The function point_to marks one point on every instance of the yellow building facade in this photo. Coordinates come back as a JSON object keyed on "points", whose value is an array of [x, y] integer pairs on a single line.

◆ ◆ ◆ ◆

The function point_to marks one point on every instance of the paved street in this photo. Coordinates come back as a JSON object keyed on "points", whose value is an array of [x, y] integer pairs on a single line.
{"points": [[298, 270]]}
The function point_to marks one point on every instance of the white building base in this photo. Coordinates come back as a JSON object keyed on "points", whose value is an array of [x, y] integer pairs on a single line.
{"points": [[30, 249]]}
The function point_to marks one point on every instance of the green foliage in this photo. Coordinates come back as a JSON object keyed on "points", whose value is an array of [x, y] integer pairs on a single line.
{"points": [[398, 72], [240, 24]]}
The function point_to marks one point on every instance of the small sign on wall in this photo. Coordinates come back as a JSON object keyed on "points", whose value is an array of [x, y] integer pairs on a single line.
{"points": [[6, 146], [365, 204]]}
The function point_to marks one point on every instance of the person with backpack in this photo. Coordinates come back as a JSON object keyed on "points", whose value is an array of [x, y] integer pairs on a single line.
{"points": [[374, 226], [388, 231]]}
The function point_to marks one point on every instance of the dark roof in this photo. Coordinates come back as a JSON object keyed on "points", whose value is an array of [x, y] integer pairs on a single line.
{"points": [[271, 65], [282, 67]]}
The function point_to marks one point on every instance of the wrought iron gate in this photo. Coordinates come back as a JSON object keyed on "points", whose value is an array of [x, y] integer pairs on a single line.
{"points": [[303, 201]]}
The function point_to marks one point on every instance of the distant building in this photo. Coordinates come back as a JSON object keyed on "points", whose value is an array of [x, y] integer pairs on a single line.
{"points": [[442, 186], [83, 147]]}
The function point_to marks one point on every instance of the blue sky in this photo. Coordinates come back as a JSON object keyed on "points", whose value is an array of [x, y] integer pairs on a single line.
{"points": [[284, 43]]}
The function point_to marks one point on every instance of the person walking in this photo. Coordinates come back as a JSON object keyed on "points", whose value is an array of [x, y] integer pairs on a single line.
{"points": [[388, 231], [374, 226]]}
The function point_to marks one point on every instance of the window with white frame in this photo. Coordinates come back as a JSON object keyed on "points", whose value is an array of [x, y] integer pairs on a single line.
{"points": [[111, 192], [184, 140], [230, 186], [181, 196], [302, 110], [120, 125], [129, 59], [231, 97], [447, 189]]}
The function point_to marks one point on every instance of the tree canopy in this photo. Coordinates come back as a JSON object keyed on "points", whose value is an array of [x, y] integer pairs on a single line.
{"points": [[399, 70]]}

◆ ◆ ◆ ◆

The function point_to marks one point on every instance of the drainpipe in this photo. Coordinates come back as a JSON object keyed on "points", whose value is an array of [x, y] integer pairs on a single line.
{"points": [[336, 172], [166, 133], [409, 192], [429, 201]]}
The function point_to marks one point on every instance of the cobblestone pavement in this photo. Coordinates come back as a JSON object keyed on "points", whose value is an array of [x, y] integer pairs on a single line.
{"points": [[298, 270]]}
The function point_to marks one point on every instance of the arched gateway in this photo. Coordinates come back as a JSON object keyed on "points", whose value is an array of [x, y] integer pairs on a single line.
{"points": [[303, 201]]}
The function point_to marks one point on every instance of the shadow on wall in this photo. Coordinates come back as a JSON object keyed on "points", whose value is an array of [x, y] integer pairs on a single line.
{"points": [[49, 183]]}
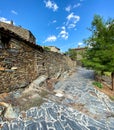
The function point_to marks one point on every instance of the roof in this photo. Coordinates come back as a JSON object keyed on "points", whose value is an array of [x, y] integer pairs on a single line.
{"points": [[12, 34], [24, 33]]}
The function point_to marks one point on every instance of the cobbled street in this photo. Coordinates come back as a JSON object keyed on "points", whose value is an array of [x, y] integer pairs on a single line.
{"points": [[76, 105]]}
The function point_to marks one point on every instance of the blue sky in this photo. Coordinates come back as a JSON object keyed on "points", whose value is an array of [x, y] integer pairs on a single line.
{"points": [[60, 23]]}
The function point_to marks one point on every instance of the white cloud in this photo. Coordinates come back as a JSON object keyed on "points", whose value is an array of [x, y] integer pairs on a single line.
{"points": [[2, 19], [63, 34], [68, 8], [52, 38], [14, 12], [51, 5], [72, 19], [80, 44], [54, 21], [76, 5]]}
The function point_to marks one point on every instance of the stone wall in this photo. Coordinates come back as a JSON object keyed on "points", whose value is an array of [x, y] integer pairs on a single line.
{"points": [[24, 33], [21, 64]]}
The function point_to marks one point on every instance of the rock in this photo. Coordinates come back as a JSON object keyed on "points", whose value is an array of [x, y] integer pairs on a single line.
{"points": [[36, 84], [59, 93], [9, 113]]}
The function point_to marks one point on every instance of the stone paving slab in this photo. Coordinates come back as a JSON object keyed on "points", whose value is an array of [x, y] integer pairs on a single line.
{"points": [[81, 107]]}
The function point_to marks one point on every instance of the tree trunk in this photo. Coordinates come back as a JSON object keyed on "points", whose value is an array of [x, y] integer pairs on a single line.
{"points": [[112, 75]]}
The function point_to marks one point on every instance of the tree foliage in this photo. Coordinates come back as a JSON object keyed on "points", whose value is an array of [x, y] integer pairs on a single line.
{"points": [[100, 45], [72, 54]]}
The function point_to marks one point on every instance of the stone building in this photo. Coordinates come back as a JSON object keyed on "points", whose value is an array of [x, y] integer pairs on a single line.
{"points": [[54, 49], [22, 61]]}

◆ ◆ ◆ ◆

# [AIM]
Please pull out every line of the rows that contains the word "white", matching case exactly.

# [THE SOLUTION]
The function point_to marks one point on every instance of the white building base in this photo. Coordinates come back as a JSON object keyed on "points", whose value is an array of [x, y] integer pairs on a single line.
The function point_to marks one point on every instance of the window with white frame in this photo. Coordinates come back as a JSON object keyed on "points", whose value is an array of [x, y] integer pairs on a single line.
The function point_to marks one point on every instance of the white cloud in this photo. Coordinates come back as a JSON object keyed on "points", whose value is an array of [x, y] integer pairs on a single line.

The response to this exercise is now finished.